**Jobs**
• A. Using the passage on measuring Internet penetration, answer these:
(i) How many flows were processed in total over the 9-year period?
(ii) How many blocks georeferenced to 'EU' with coordinates in Switzerland were removed?
(iii) Which two countries are used for the subnational analysis?
• B. Translate this sentence from the passage on measuring Internet penetration into Spanish: "Our final indicator of Internet penetration is the number of routed or active /24 blocks in each country."
• C. Carry on the passage on measuring Internet penetration, starting after its final sentence.

**Extracted text**
Active IPv4 Addresses. We also infer active /24 IPv4 address blocks using private network traffic data from an ISP. We use the inferred active addresses as a sanity check on the methodology based on the publicly available routed addresses. Specifically, we used unsampled NetFlow records collected from the border routers of SWITCH the first 16 days of each February and August between 2004 and 2010. For the years 2011 and 2012 we do not use any further the August and February samples due to anomalous or missing data. We then extracted two-way TCP flows (to eliminate the effect of spoofing) and /24 blocks seen from SWITCH based on the methodology of . Our previous work showed that this approach provides rich visibility (although not complete) into the globally used IPv4 address space . In this paper, we extend our analysis to span a period of 9 years, for which we processed 218 billion flows (corresponding to 8.05 petabytes of traffic) in total. In Fig. 1 we compare how the active address space compares with the routed address space. We observe that on average 27.7 % of the routed address space is seen in the collected netflow data.
Geolocation. We then geo-reference each /24 block using the Maxmind GeoIP2 City database  and assign it to a country. The GeoIP2 City database is the most accurate geo-database provided by Maxmind, which claims 99.8 % accuracy at the country level and also high levels of accuracy within several different countries worldwide (for more details see ). We note though that geolocalization at finer granularity (e.g. the city level) or in cellular networks is still an open research problem and can be inaccurate, which is an issue that may affect our subnational results (cf. Sect. 4.4). We assign the /24 blocks to countries based on their spatial coordinates after removing 13,431 blocks georeferenced to ’EU’ with coordinates in Switzerland, which account for approximately 0.05 % of the total active prefixes. We assign coordinates to countries using the CShapes dataset, a Geographical Information Systems (GIS) dataset on international borders that also incorporates border changes over time . Our final indicator of Internet penetration is the number of routed or active /24 blocks in each country.
4 Correlation Analysis of Internet Penetration Estimates
In order to evaluate the consistency between our estimates of Internet penetration and those provided by the ITU and the OECD, we first conduct a bivariate analysis of the correlation of both estimates and how it changes over time. In particular, we correlate the number of routed or active /24 blocks with the number of Internet users according to the ITU or OECD data. For both estimates, we use the logarithm, since the numbers span several scales. We also analyze the agreement between the ITU numbers and our estimates when distinguishing between countries with different levels of economic development and democracy. Lastly, we take our analysis to the subnational level, evaluating the agreement of official and estimated Internet penetration estimates within two large developing countries: India and Turkey. Although we have verified that our findings hold for the entire duration of the studied datasets, we present results primarily for the period between 2006 and 2010 which is covered by all datasets.
4.1 ITU/OECD Statistics vs. Internet Measurements at the Country Level
4.2 Internet Penetration by Level of Economic Development and Democracy
We have seen that Internet penetration estimates based on network measurements achieve high correlation with the official Internet penetration statistics provided by the ITU and the OECD. However, so far we have treated all countries equally. In order to evaluate how our methods fares in different contexts, we analyze correlations in different types of countries. We conduct this analysis on a global level using the ITU data only. As discussed above, the statistics provided by the ITU may be particularly problematic (i) in less developed countries with poor bureaucracies and (ii) in non-democratic countries where governments are not required or not willing to collect and share data. For these reasons, our analysis aims to establish how the agreement between ITU Internet penetration statistics and our network-based ones varies across different levels of development and different regime types (non-democratic to democratic ones).

**Dataset rows**
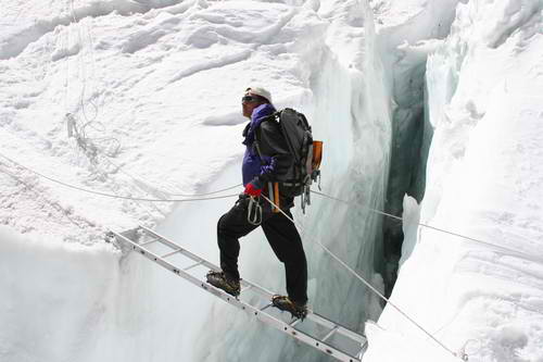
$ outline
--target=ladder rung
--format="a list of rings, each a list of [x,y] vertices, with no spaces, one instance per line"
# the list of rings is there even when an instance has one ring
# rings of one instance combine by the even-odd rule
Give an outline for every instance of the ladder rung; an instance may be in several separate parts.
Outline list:
[[[168,253],[165,253],[165,254],[164,254],[164,255],[162,255],[161,258],[162,258],[162,259],[165,259],[165,258],[167,258],[167,257],[172,257],[173,254],[176,254],[176,253],[178,253],[179,251],[182,251],[182,249],[177,249],[177,250],[171,251],[171,252],[168,252]]]
[[[187,272],[187,271],[190,271],[192,267],[197,267],[198,265],[201,265],[203,263],[203,260],[199,261],[198,263],[194,263],[192,265],[189,265],[187,266],[186,269],[184,269],[182,271],[184,272]]]
[[[241,289],[240,294],[251,289],[252,287],[253,287],[252,285],[248,285],[247,287],[243,287],[243,289]]]
[[[364,351],[366,350],[367,346],[368,346],[368,340],[366,339],[364,345],[362,345],[361,351],[358,352],[358,354],[356,354],[356,358],[358,360],[362,359],[362,355],[364,354]]]
[[[338,326],[334,326],[328,334],[323,338],[323,341],[325,342],[328,338],[330,338],[336,332],[338,332]]]
[[[156,242],[159,241],[159,239],[151,239],[151,240],[148,240],[146,242],[141,242],[141,244],[138,244],[140,247],[144,246],[144,245],[148,245],[148,244],[153,244],[153,242]]]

**Answer list**
• A.
(i) 218 billion flows, corresponding to 8.05 petabytes of traffic.
(ii) 13,431 blocks.
(iii) India and Turkey.

• B. Nuestro indicador final de penetración de Internet es el número de bloques /24 enrutados o activos en cada país.

• C.
The results show small but distinct trends in the correlations. Figure 4a reveals that the agreement between our estimates and the ITU figures increases for more developed countries, regardless of whether we use estimates based on routed prefixes or active networks. A similar trend can be identified in Fig. 4b for more democratic countries. These trends could have different causes: First, they could be due to limitations of data collection and biases in reporting that affect primarily less developed or less democratic countries. Second, it is possible that our method suffers from a lower accuracy of geo-localization in these countries, which could render it less precise in these contexts. However, due to fairly high accuracy of geo-localization at the country level (see below), we believe that the second reason is probably less influential. This would mean that the trends in the correlations could indeed be due to differences in the quality of the ITU estimates across the different groups of countries.
4.3 Internet Penetration within Countries
Our analysis above compared country-level Internet penetration statistics to those inferred from network observations. In principle, however, the proposed approach can also be applied to the subnational level, by estimating penetration in sub-national units (such as provinces or districts) from the number of routed or active /24 blocks in that unit. Although not the main contribution of this paper, we provide a first analysis here. We focus on two countries for which subnational Internet penetration statistics are publicly available and which have an interesting political profile (India and Turkey). For both countries, the number of routed/active /24 blocks was computed using the geo-localized prefixes as described above, which were assigned to first-tier subnational units (states in India, and provinces in Turkey). The boundaries of these units were taken from the Global Administrative Areas database, a spatial dataset of internal administrative units .
Turkey. In the case of Turkey, we use the statistics of Internet usage for 2010 released for the 81 provinces by the largest ISP (TTNET) and the Information and Communication Technologies Authority . After removing missing cases and matching the administrative units, our final sample includes 65 provinces. Again, we find high correlations. The number of routed /24 blocks correlates with the official number of Internet subscribers at 0.89, which is slightly higher for active networks (0.907).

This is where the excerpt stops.